Problem to work on:
Write out again the part of the records that opens with the line containing "Target: **white and blue dory boat**" and closes with the line containing "MULTIPOLYGON (((34 92, 15", with the requests included. Adjust every coordinate in the answers by adding -89 to it.
● ● ●
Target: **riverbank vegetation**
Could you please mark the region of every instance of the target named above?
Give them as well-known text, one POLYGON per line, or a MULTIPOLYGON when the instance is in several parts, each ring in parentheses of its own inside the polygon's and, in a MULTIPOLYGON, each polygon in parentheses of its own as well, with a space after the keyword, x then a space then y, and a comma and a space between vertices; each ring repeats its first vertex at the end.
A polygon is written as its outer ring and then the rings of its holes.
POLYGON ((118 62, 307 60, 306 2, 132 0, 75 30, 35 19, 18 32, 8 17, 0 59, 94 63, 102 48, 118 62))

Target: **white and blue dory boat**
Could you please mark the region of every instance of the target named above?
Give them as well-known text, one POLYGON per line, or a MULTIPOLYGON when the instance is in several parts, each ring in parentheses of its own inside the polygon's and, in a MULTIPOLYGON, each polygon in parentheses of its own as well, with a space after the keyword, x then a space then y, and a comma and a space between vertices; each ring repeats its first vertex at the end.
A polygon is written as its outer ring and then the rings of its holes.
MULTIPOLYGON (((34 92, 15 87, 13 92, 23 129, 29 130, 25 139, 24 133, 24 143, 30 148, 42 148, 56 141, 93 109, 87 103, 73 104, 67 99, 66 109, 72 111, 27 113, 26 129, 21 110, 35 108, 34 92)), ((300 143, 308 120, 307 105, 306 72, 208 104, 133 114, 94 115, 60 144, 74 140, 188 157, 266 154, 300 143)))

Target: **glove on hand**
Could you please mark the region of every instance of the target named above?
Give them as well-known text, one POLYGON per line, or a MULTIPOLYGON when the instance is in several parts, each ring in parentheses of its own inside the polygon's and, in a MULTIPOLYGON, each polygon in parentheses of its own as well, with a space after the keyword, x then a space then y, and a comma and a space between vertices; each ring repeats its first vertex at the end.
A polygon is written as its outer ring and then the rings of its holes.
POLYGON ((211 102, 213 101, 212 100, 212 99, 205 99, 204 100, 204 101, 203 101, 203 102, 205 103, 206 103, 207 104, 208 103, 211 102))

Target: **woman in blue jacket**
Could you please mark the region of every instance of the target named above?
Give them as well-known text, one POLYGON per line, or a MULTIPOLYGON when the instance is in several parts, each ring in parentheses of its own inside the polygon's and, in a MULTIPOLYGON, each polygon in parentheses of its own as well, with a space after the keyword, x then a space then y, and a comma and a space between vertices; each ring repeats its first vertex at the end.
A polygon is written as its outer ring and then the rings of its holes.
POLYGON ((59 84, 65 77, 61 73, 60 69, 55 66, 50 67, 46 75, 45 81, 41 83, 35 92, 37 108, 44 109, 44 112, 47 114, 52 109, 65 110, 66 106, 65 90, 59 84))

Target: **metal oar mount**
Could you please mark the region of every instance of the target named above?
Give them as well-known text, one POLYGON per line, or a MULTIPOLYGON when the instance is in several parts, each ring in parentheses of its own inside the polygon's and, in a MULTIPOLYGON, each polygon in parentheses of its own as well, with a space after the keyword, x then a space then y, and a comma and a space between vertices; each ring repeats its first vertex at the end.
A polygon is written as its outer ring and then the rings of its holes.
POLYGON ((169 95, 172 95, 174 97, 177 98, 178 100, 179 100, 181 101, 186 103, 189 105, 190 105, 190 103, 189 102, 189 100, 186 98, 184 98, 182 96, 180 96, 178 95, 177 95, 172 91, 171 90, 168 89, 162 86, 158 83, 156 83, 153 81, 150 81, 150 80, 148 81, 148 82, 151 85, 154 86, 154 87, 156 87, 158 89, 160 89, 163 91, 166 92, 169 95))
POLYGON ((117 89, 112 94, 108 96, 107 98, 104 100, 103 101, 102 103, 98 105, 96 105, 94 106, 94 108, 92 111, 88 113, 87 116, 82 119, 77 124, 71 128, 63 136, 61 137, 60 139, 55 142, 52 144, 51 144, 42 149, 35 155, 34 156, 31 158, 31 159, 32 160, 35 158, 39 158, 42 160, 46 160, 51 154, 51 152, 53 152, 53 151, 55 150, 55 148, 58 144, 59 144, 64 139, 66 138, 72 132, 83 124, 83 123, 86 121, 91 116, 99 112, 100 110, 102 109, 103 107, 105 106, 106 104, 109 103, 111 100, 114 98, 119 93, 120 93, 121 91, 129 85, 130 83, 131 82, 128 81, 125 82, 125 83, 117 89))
● ● ●
Written response:
Target: **white and blue dory boat**
Could you please mark the region of every instance of the target named above?
Give them as well-known text, one POLYGON per line, or a MULTIPOLYGON when the instance is in several parts, each ring in parentheses of its own inside the polygon's and, in a MULTIPOLYGON, each polygon in parentheses of its own as well, with a space after the keyword, x then a space then y, and a comma and a space between vertices; each ring repeats its first vertex at the end.
A polygon is written as its outer ring and then the rings of its holes.
MULTIPOLYGON (((-55 3, -74 -2, -76 3, -66 40, -60 41, -64 50, -65 44, -65 54, -59 59, -47 59, -33 52, 4 20, -2 14, -16 15, -22 10, -23 20, -17 22, -62 24, -63 40, -68 21, -54 19, -55 3)), ((211 54, 219 31, 218 16, 217 -17, 119 15, 44 25, 5 26, -29 55, -15 51, 99 68, 177 65, 211 54)))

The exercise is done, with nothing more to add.